### WHAT YOU NEED TO DO
Copy each of the following items word for word, keeping every line as it appears.

[Pointing and labeling items]
+---+

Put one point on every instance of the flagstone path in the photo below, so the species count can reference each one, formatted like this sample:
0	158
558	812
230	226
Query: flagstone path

+---+

### ANSWER BELOW
Put one point on every instance of the flagstone path in the photo below, so the species count can reference each one, formatted like this sample:
0	158
558	812
230	226
Query: flagstone path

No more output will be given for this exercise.